Tasks to perform –
A. Answer these questions using the FDA reorganization article.
(i) Into how many product categories is the inspection staff being aligned?
(ii) By which years is FDA's new Inspection Protocol Project expected to be deployed?
(iii) Across how many ORA district offices will Office of Pharmaceutical Quality Operations staff manage compliance activities?
B. Condense the paragraph of the FDA reorganization article that begins "Changes at ORA are really" into two shorter sentences that keep its main facts.
C. Pick up the FDA reorganization article after its last sentence and keep writing.
++++ Excerpted text
FDA’s Office of Regulatory Affairs officially began its transition to a program-based structure in mid-May, aligning inspection staff into seven product categories — more closely mirroring the organization of the agency’s centers and ultimately moving to what may seem like stricter inspections, especially at first.

The previous regional configuration is being replaced with separate divisions four years in the making, covering pharmaceuticals; biologics; bioresearch monitoring; medical devices and radiological health; human and animal food; tobacco; and import operations.

Changes at ORA are really the beginning of a two- to three-year long shift in the way the agency approaches inspections and quality procedures, culminating in the deployment of FDA’s new Inspection Protocol Project by 2019 or 2020, said John Avellanet, managing director and principal at Cerulean Associates, an independent consultancy focused on FDA quality systems and compliance analysis. Which also means a shift in the way quality professionals interact with the agency, he said.

Same Personnel, Different Roles

“Habits that we’ve gotten into will likely have to change — and I don’t mean that in a bad way,” Avellanet said. While many people at the FDA may be changing jobs and shifting offices, things that might have taken a couple days to get resolved over the phone now might take longer and individuals with whom there was already a rapport might be in a different role.

The changes may result in what seems like stricter inspections, especially at first, because they are conducted by FDA staff with more focused, specialized knowledge of a particular drug or process, paired with a quality systems data integrity guru.

“The reality is that it’s more modern and really more appropriate for where we are right now,” Avellanet said. “One could make the argument that they should have made this change 10 years ago.”

FDA published a series of fact sheets explaining what each product office does. For example, the Office of Pharmaceutical Quality Operations contains four divisions spanning several of the agency’s previous districts — OPQO staff will conduct drug product investigations and manage compliance activities across the ORA’s 20 district offices.
++++++++
++++ Dataset extract
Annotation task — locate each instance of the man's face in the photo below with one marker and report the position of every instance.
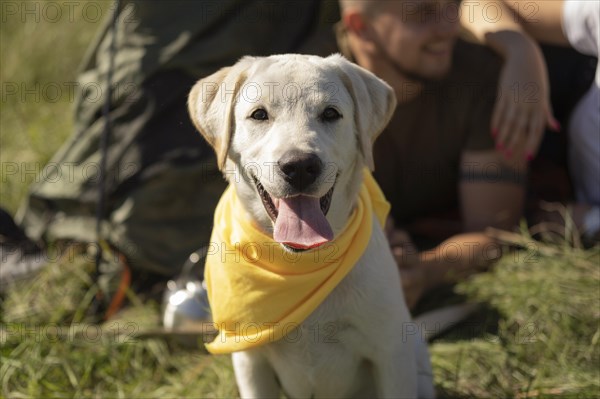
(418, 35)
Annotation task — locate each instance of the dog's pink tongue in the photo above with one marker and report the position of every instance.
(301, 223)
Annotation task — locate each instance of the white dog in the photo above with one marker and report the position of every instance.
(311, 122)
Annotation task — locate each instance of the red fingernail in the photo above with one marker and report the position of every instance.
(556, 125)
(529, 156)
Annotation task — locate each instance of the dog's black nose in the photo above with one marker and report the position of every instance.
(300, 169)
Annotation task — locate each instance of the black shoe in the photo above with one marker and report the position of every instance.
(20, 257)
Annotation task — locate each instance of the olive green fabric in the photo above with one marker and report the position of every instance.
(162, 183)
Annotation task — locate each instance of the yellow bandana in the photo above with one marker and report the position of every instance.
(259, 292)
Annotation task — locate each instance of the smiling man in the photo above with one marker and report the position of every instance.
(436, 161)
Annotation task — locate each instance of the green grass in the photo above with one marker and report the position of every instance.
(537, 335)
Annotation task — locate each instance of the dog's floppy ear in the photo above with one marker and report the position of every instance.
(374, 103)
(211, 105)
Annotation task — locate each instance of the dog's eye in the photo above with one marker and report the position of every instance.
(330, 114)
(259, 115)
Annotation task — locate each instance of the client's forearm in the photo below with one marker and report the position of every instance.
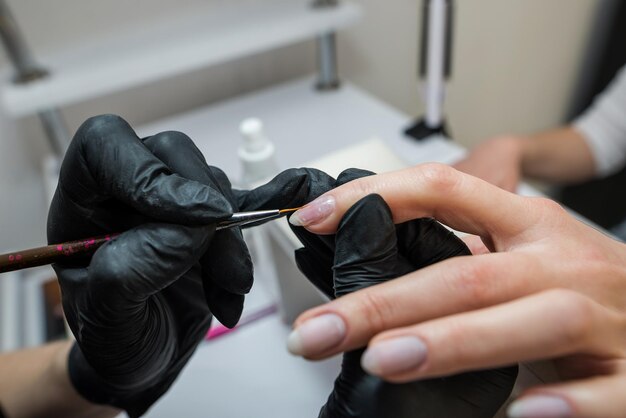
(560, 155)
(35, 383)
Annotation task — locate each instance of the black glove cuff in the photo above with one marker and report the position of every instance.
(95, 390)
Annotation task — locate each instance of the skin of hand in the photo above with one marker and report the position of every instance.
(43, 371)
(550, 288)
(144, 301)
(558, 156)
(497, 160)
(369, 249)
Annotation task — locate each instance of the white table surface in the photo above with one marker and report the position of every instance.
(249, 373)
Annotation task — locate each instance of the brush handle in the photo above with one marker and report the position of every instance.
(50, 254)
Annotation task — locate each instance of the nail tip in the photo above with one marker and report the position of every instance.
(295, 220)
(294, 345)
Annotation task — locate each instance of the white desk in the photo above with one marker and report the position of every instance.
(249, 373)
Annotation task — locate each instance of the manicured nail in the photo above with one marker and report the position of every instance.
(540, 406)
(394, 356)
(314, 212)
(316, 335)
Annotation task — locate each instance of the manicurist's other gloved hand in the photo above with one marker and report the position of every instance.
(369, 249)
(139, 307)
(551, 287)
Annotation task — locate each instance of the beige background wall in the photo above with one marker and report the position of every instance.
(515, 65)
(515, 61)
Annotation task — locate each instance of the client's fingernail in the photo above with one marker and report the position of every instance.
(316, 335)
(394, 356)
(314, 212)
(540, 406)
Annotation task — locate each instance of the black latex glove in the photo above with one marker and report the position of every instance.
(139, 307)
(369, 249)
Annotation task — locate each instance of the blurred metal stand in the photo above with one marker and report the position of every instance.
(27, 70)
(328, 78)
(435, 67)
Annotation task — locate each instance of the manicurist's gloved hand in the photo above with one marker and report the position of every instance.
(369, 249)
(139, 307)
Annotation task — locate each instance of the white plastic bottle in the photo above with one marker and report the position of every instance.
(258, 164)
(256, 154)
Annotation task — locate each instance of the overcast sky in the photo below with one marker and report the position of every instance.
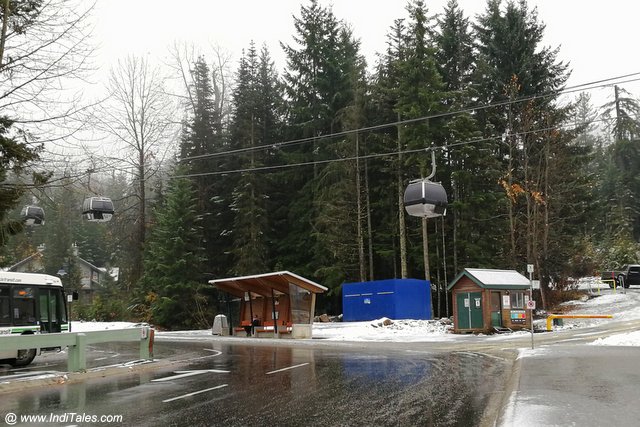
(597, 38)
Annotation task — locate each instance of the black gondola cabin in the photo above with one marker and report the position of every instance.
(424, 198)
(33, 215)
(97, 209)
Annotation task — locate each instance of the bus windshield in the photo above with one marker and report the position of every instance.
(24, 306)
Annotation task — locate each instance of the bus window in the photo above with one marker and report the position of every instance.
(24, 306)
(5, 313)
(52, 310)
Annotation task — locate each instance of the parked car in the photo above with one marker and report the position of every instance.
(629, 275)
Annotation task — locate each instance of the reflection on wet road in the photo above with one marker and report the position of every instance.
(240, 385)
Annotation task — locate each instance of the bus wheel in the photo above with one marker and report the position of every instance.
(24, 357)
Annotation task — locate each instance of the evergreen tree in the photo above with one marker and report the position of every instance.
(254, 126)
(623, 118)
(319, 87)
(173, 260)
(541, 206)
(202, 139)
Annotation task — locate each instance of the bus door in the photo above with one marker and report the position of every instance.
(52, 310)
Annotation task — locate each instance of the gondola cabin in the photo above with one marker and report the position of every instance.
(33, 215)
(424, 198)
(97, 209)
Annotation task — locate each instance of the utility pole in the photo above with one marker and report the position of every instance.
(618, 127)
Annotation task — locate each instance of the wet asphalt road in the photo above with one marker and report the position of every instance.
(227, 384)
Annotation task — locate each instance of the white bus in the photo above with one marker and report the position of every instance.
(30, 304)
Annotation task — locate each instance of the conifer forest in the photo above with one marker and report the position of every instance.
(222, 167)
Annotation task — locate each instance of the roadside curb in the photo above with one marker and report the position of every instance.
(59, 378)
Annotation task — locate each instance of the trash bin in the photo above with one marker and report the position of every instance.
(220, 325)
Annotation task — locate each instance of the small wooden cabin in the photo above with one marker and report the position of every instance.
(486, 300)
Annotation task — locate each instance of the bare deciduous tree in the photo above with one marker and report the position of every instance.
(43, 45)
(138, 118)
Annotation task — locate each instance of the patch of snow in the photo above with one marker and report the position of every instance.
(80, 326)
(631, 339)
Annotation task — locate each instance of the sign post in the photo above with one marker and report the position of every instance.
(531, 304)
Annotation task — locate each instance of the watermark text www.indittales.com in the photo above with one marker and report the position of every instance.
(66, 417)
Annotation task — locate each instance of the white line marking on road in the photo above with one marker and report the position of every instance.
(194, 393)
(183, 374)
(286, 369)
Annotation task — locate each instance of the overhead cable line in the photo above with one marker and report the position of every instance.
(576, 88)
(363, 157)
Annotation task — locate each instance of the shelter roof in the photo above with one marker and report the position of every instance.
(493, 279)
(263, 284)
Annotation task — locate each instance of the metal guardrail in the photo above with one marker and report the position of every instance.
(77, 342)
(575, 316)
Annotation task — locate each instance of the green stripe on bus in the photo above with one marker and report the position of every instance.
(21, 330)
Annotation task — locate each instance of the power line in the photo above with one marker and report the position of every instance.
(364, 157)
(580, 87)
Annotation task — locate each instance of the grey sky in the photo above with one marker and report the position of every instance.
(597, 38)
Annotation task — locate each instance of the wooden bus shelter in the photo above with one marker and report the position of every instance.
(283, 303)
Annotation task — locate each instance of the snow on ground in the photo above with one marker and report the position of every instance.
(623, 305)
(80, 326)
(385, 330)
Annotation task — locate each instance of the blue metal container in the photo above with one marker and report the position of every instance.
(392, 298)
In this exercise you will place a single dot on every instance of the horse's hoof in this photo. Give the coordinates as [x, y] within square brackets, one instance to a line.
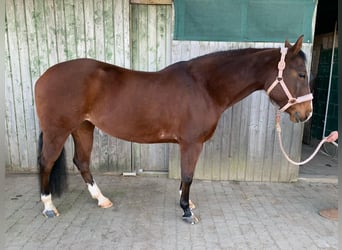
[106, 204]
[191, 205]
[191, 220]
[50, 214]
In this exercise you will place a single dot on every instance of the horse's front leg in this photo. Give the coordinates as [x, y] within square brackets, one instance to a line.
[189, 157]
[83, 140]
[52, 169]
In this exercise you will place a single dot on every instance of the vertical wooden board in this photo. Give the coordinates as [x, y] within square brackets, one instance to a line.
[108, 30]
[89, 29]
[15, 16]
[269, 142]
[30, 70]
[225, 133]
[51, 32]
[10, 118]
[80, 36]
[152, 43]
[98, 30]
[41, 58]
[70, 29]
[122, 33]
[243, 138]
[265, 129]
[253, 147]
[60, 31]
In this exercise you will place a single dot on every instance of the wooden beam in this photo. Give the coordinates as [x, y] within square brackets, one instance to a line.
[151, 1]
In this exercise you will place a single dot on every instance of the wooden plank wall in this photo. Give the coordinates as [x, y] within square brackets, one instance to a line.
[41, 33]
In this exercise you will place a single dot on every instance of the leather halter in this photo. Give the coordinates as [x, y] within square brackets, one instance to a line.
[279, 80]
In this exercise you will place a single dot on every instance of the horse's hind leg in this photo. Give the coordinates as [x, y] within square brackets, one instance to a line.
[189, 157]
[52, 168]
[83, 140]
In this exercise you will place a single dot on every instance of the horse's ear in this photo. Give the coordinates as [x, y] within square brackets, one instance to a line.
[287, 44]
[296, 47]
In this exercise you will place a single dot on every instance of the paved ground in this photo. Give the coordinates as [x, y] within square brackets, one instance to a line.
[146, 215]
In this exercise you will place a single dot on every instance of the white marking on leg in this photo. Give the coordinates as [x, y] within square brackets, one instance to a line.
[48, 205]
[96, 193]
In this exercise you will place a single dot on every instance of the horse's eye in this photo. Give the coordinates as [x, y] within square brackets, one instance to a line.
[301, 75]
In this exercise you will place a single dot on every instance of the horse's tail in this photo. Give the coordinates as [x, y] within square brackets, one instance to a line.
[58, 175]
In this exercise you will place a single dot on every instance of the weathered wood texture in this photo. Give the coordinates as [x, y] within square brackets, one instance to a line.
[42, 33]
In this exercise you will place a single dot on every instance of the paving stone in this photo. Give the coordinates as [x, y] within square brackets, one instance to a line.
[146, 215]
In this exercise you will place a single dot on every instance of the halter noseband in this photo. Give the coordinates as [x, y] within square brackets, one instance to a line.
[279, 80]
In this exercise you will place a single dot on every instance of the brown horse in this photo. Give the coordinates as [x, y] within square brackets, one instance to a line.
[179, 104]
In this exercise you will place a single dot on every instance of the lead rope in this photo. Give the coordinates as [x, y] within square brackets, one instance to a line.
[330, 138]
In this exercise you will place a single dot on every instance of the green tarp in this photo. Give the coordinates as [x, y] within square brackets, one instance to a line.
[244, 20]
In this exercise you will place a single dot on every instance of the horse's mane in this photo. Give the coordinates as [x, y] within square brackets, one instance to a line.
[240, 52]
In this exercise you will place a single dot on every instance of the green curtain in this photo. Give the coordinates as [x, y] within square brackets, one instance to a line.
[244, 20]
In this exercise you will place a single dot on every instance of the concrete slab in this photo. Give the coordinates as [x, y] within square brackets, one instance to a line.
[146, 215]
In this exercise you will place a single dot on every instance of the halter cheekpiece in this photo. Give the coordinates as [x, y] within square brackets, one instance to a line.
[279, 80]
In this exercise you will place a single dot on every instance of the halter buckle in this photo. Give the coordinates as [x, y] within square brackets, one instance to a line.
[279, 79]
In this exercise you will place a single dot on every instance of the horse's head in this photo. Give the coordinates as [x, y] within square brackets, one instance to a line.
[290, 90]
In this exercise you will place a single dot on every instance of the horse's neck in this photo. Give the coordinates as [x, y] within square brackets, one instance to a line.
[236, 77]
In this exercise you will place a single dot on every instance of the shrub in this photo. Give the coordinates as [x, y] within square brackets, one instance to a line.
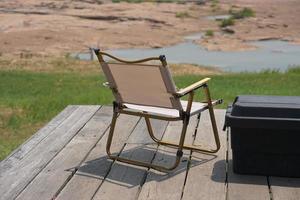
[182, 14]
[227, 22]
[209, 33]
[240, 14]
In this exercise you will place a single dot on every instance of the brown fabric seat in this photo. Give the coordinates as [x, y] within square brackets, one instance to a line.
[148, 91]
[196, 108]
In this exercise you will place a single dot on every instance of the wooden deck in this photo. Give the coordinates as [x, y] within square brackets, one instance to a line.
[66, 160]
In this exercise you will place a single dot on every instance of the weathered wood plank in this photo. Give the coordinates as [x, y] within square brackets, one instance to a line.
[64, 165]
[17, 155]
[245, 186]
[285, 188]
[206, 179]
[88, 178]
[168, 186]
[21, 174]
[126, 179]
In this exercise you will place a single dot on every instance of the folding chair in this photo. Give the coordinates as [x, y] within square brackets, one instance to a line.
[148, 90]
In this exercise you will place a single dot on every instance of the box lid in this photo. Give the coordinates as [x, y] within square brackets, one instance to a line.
++++++++
Answers for each item –
A.
(i) Seven.
(ii) 2019 or 2020.
(iii) 20.

B. According to John Avellanet of Cerulean Associates, an independent consultancy focused on FDA quality systems and compliance analysis, the ORA changes start a two- to three-year shift in how FDA handles inspections and quality procedures, ending with the new Inspection Protocol Project by 2019 or 2020. He said this also means a change in how quality professionals interact with the agency.

C.
The OPQO will be led by Alonza Cruse, who previously served as acting director of the ORA’s Office of Medical Products & Tobacco Operations from 2013 to 2015.

Chrissy Cochran will direct the Office of Bioresearch Monitoring Operations, a new, stand-alone program that will work with each of the FDA’s product centers to ensure subject protection in clinical studies and that non-clinical research follows Good Laboratory Practices. Cochran previously led CDER’s Division of Enforcement and Postmarketing Safety.

The Office of Biological Products Operations will be led by Ginette Michaud, previously the deputy director of CBER’s Office of Blood Research and Review. OBPO will coordinate and conduct CBER-related investigative activities and support the development of policy and guidance for biological products.

The ORA will keep its 20 existing districts and district directors will keep their responsibilities, but will also specialize in one program as division directors, the FDA said. The agency has no plans to close offices or relocate personnel. ORA’s laboratories will also specialize into either human and animal food labs or medical product, tobacco and specialty labs.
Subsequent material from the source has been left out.